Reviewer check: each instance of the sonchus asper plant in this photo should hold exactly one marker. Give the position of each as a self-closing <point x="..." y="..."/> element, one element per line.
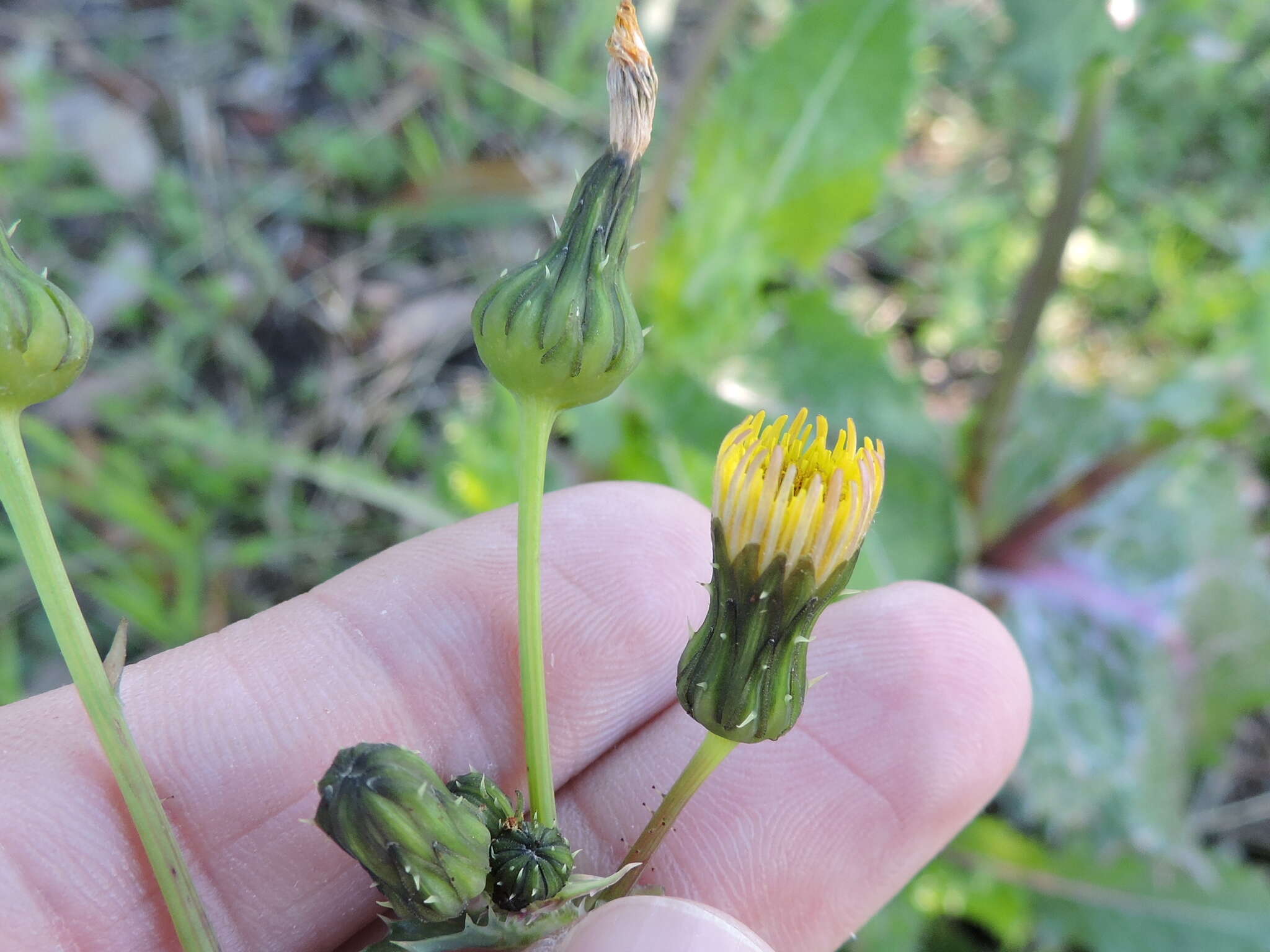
<point x="528" y="863"/>
<point x="562" y="332"/>
<point x="790" y="511"/>
<point x="45" y="339"/>
<point x="789" y="514"/>
<point x="563" y="329"/>
<point x="426" y="848"/>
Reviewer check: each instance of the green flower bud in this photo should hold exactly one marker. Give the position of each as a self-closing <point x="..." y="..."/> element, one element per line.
<point x="482" y="792"/>
<point x="563" y="329"/>
<point x="790" y="513"/>
<point x="43" y="337"/>
<point x="426" y="848"/>
<point x="528" y="863"/>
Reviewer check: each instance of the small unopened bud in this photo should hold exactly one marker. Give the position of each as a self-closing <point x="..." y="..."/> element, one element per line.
<point x="563" y="329"/>
<point x="528" y="863"/>
<point x="426" y="848"/>
<point x="43" y="337"/>
<point x="489" y="800"/>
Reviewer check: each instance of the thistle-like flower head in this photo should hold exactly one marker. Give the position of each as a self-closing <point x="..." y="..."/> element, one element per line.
<point x="790" y="513"/>
<point x="793" y="494"/>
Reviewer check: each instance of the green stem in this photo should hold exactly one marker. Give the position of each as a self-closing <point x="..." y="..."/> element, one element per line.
<point x="536" y="421"/>
<point x="1076" y="170"/>
<point x="31" y="526"/>
<point x="709" y="756"/>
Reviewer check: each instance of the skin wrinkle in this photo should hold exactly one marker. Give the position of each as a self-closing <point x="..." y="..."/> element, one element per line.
<point x="94" y="785"/>
<point x="653" y="541"/>
<point x="37" y="892"/>
<point x="874" y="790"/>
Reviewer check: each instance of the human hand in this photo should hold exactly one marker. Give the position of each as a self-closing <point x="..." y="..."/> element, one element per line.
<point x="920" y="721"/>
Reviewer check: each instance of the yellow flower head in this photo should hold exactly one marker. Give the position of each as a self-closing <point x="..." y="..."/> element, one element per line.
<point x="791" y="494"/>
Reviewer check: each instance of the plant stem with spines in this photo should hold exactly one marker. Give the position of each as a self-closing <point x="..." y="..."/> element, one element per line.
<point x="709" y="756"/>
<point x="20" y="499"/>
<point x="536" y="420"/>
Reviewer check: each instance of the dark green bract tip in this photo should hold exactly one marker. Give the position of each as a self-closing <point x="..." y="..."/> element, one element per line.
<point x="744" y="673"/>
<point x="45" y="338"/>
<point x="482" y="792"/>
<point x="528" y="863"/>
<point x="563" y="329"/>
<point x="426" y="848"/>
---+---
Exclude the pictures and give back the rest of the data above exactly as written.

▸ Task response
Reviewer check: each instance of the sonchus asper plant in this photo should hold exactly one marker. Give the position of each as a self-closing <point x="..." y="..."/> element, one element per line.
<point x="528" y="863"/>
<point x="562" y="332"/>
<point x="790" y="511"/>
<point x="45" y="339"/>
<point x="789" y="514"/>
<point x="563" y="329"/>
<point x="426" y="848"/>
Reviewer check: each instance of the green flower bud in this photo should hold exactly one marker. Give the position of each as a self-closing <point x="..." y="..."/> element, one element per line.
<point x="482" y="792"/>
<point x="563" y="329"/>
<point x="790" y="513"/>
<point x="43" y="337"/>
<point x="426" y="848"/>
<point x="528" y="863"/>
Reviewer check: each instance of the small unopened bud in this photo should hold exactly one marker. Give the position of each as a self-closing <point x="..." y="..."/> element, one element per line.
<point x="563" y="329"/>
<point x="528" y="863"/>
<point x="426" y="848"/>
<point x="43" y="337"/>
<point x="489" y="800"/>
Reviewer check: each instance of the thistle-like flower head in this photo should hold exactly one marker. Give the position of each as a self-closing <point x="..." y="..."/> element, one element per line.
<point x="790" y="513"/>
<point x="793" y="494"/>
Reviewer check: each instance of the green stem in this photo should hold exactly one marker. Give the position of each as a self-closing <point x="..." y="..."/> element, one element per line.
<point x="536" y="421"/>
<point x="1076" y="170"/>
<point x="31" y="526"/>
<point x="709" y="756"/>
Reviewer check: each instance of the skin wrinkle in this photo should hold exactly one marker. Give the position of each as a self-closing <point x="..." y="..."/> element, one element per line.
<point x="94" y="785"/>
<point x="653" y="541"/>
<point x="37" y="892"/>
<point x="874" y="790"/>
Reviewer check: each instance of the human hand in this photo should hold exactly one marker. Give the position of each as a self-closing <point x="..." y="..."/> element, one element per line.
<point x="920" y="721"/>
Reviewer check: each instance of the yellow flower head in this photo should hold exactly one marker. Give the position of each as a self-closing <point x="..." y="..."/> element, one element per line.
<point x="791" y="494"/>
Reviewer check: each instance of the plant stem with spines in this photo should hold exactly one marker. Give the position of each as a self-closing <point x="..." y="..."/> element, one element per line.
<point x="709" y="756"/>
<point x="20" y="499"/>
<point x="536" y="420"/>
Reviewer check: each instance of the dark green bract tip in this photo should hold exactly one marker. Give the position of each as a self-closing <point x="..." y="..."/> element, one element per line.
<point x="744" y="673"/>
<point x="45" y="338"/>
<point x="482" y="792"/>
<point x="528" y="863"/>
<point x="563" y="329"/>
<point x="426" y="848"/>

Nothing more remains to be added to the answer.